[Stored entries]
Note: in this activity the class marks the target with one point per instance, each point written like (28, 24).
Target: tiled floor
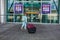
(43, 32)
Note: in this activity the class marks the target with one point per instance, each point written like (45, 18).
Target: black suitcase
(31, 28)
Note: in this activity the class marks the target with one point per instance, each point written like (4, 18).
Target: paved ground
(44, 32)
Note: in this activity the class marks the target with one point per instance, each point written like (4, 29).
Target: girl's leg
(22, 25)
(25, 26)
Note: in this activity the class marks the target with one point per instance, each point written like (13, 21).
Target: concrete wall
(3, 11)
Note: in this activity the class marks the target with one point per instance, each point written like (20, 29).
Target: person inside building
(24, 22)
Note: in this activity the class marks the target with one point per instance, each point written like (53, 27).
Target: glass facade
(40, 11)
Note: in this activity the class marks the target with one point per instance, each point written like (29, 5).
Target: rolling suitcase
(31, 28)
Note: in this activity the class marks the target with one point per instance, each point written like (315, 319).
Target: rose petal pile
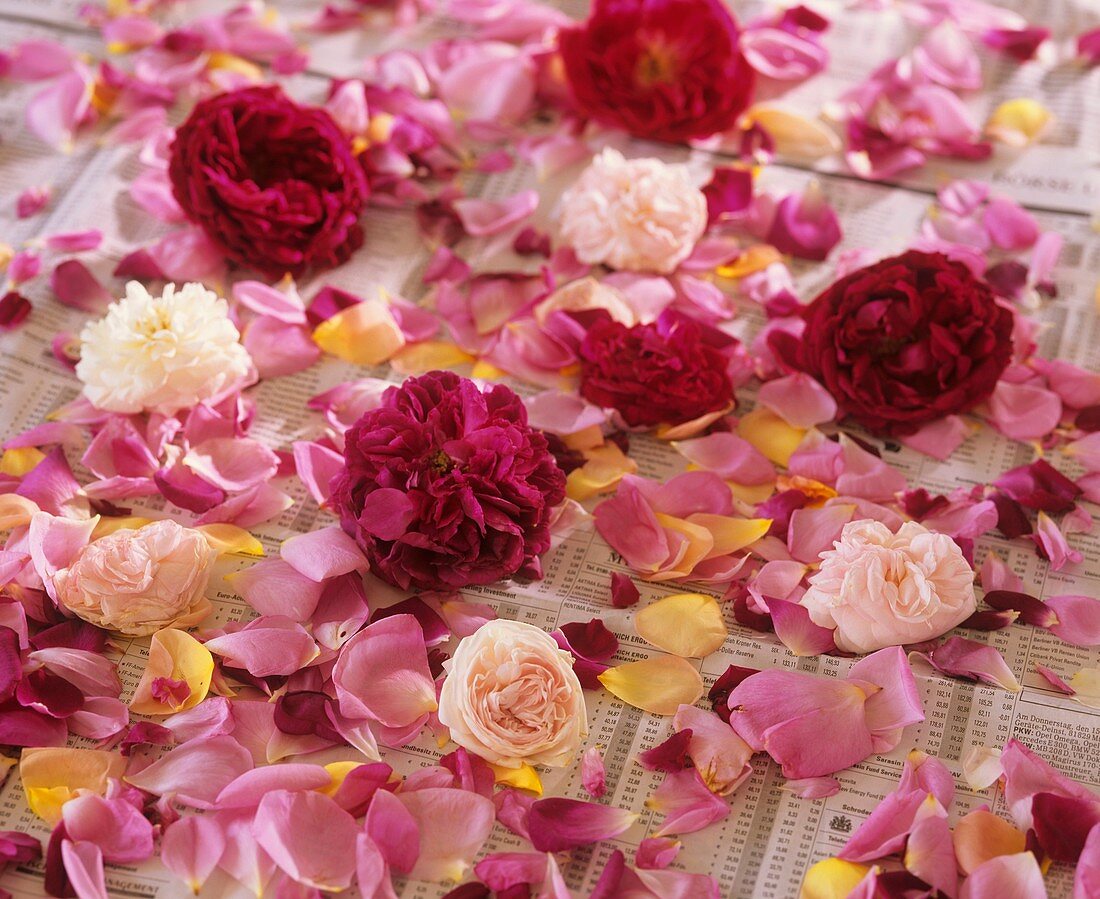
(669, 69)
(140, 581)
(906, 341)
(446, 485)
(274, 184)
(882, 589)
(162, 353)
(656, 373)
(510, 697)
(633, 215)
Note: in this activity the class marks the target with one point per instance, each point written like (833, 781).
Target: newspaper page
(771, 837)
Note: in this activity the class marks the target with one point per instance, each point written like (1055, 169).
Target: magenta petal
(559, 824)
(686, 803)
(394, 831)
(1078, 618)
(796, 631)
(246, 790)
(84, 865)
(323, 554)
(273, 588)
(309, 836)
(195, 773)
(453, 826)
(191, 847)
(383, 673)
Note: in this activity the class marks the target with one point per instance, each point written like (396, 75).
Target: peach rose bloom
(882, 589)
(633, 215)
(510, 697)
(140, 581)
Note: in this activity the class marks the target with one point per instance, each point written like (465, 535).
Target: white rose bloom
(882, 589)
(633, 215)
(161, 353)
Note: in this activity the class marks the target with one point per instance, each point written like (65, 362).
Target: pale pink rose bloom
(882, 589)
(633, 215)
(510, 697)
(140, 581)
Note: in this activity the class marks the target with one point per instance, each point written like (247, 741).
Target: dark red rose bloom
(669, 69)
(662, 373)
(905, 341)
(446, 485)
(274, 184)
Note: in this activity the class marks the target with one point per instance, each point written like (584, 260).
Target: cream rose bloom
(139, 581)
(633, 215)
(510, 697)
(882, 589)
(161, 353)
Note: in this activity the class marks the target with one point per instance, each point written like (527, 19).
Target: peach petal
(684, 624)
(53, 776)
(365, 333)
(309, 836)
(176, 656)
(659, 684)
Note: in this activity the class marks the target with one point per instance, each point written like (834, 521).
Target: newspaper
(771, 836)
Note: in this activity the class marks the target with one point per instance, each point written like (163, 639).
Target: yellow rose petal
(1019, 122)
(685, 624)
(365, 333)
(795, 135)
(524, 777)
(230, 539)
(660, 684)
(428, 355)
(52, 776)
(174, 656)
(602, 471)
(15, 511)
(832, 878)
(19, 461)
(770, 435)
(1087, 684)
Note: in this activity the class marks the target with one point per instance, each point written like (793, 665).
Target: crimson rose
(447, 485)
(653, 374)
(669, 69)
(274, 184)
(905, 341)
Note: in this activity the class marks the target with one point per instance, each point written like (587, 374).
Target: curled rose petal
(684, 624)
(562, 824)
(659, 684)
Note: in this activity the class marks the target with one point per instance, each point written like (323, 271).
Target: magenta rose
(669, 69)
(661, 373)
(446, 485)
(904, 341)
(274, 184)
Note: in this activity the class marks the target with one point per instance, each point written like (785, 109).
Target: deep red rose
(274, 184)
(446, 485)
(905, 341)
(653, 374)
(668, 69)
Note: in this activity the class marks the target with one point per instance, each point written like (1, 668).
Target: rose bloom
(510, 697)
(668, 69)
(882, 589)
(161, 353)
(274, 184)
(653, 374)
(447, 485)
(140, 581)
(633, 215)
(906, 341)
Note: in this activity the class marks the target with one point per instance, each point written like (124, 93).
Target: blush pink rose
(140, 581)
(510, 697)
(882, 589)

---

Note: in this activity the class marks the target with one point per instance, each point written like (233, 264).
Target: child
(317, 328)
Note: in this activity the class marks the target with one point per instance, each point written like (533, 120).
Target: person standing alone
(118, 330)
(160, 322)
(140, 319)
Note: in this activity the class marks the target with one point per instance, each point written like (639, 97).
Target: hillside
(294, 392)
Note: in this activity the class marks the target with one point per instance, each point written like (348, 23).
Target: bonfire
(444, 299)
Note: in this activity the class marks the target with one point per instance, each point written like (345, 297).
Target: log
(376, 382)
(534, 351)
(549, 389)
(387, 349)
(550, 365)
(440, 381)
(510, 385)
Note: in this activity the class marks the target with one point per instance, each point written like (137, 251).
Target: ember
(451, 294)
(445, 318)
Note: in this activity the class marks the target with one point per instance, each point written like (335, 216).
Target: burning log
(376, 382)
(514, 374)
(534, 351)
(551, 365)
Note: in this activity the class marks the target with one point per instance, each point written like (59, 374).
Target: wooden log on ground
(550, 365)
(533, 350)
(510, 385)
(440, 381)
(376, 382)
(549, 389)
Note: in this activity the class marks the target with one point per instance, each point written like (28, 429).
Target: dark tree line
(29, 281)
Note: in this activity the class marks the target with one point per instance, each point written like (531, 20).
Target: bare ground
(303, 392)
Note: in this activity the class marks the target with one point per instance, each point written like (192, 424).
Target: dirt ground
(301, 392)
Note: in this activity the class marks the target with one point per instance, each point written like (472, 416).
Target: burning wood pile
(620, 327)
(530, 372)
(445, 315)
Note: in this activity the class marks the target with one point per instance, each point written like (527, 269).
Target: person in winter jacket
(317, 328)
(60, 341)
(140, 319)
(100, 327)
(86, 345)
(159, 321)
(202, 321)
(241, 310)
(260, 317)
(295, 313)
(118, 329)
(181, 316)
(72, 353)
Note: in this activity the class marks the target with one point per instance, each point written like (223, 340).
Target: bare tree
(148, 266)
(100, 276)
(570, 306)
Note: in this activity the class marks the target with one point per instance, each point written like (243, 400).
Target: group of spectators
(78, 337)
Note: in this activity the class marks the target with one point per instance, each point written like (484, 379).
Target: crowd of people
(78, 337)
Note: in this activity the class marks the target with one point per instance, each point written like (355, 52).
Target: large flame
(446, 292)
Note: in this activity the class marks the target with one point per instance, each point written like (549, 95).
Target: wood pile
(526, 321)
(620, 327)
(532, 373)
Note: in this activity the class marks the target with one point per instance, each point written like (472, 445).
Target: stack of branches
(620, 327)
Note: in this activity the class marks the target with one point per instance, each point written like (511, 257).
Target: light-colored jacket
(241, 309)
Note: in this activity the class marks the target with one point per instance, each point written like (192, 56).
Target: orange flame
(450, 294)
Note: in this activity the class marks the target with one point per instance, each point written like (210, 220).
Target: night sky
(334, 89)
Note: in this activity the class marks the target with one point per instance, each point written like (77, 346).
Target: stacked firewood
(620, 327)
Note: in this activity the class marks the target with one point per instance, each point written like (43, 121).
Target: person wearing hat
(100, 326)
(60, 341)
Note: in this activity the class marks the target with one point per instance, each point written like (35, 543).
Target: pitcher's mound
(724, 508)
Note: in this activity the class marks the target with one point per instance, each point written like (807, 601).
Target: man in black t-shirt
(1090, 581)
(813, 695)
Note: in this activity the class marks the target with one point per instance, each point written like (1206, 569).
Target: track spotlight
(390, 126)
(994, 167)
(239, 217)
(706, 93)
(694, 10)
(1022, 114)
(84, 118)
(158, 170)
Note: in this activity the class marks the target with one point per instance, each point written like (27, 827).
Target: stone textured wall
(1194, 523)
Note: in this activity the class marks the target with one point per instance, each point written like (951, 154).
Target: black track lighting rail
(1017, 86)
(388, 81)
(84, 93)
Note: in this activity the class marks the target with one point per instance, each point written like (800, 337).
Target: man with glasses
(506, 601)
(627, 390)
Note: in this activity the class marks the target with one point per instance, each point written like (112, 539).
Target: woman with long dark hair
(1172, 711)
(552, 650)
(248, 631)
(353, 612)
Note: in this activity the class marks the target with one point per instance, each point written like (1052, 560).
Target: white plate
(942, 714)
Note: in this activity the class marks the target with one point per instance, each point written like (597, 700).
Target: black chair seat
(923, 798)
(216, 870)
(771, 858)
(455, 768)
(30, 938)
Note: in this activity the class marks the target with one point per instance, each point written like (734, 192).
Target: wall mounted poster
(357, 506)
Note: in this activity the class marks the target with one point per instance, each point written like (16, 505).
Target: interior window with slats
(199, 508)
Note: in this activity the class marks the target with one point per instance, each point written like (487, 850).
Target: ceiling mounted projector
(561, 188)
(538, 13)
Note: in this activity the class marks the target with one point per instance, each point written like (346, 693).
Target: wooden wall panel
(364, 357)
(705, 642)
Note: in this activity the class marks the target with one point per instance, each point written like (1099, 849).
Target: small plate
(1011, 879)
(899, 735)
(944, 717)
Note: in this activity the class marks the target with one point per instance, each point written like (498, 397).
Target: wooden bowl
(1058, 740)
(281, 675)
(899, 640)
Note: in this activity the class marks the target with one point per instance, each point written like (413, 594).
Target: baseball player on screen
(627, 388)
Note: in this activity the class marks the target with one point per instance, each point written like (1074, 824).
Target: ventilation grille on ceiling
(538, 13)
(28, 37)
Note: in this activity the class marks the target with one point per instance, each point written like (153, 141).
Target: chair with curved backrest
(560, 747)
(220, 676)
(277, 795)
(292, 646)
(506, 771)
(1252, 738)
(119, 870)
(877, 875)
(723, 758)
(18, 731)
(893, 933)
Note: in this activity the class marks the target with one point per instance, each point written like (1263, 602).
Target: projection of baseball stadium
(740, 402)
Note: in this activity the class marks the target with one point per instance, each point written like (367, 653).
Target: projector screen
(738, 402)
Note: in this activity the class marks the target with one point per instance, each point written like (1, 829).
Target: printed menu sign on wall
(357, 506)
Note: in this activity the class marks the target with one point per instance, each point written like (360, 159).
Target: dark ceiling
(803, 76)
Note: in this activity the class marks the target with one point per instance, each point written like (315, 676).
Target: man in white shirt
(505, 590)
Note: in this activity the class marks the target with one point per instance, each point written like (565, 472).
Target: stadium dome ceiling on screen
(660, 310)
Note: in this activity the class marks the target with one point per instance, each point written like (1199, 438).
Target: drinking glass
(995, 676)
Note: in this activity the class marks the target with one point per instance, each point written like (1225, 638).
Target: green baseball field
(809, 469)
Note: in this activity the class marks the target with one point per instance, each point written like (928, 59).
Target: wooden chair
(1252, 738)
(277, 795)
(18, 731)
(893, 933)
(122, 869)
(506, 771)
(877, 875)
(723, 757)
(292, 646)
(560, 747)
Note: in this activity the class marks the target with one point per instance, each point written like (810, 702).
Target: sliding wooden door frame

---

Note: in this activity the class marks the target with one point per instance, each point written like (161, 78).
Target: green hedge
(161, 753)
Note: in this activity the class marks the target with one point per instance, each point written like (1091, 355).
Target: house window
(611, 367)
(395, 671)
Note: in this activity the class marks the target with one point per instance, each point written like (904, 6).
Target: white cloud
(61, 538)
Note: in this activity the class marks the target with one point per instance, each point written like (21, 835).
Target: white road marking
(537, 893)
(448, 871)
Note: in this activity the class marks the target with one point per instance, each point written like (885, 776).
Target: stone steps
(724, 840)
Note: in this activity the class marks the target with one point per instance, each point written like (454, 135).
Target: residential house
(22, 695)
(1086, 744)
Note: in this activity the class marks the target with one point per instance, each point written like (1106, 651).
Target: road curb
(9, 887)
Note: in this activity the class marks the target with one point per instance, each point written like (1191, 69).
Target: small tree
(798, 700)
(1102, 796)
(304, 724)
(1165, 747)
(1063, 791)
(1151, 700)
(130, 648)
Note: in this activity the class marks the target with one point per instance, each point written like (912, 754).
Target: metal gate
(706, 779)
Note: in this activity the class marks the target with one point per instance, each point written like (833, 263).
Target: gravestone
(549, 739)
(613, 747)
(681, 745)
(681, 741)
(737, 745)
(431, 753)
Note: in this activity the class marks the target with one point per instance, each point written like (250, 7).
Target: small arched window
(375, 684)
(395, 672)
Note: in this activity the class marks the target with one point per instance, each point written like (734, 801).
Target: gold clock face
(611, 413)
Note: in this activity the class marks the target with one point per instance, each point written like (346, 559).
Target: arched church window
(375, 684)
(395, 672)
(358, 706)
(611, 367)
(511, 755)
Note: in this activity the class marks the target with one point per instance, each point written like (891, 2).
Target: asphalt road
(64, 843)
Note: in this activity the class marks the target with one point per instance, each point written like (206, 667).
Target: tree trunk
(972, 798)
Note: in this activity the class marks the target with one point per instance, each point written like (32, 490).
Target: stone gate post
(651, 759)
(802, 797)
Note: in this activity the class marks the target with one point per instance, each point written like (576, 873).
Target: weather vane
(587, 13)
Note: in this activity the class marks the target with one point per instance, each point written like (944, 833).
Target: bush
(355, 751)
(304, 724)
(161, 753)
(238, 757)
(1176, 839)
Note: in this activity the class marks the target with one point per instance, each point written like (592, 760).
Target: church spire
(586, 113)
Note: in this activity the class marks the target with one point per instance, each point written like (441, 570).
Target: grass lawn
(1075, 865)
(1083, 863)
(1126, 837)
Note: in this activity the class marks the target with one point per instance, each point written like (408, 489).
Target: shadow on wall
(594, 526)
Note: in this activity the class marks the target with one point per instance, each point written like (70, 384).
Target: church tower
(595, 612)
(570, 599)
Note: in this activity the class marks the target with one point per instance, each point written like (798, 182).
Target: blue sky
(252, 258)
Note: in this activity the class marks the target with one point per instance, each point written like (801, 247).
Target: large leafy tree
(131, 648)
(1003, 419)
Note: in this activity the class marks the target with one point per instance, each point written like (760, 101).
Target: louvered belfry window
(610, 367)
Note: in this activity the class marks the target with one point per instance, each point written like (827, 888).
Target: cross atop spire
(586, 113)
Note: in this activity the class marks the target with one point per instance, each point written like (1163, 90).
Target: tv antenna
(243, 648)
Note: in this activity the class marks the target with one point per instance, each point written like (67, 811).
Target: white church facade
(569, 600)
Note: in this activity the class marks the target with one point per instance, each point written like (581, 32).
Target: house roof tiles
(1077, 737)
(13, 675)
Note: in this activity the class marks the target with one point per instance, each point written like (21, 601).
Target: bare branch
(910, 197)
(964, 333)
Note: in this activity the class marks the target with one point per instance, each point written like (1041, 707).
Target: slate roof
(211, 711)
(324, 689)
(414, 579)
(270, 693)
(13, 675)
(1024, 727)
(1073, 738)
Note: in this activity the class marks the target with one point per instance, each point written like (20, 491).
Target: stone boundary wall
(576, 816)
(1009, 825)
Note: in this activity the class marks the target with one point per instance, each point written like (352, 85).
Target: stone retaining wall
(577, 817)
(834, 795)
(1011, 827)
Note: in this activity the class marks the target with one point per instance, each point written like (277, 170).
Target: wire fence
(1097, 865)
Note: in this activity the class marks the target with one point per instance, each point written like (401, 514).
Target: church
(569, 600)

Task prompt: Collect every line above that contains the string "flame". Case counts.

The reply:
Target: large flame
Target: orange flame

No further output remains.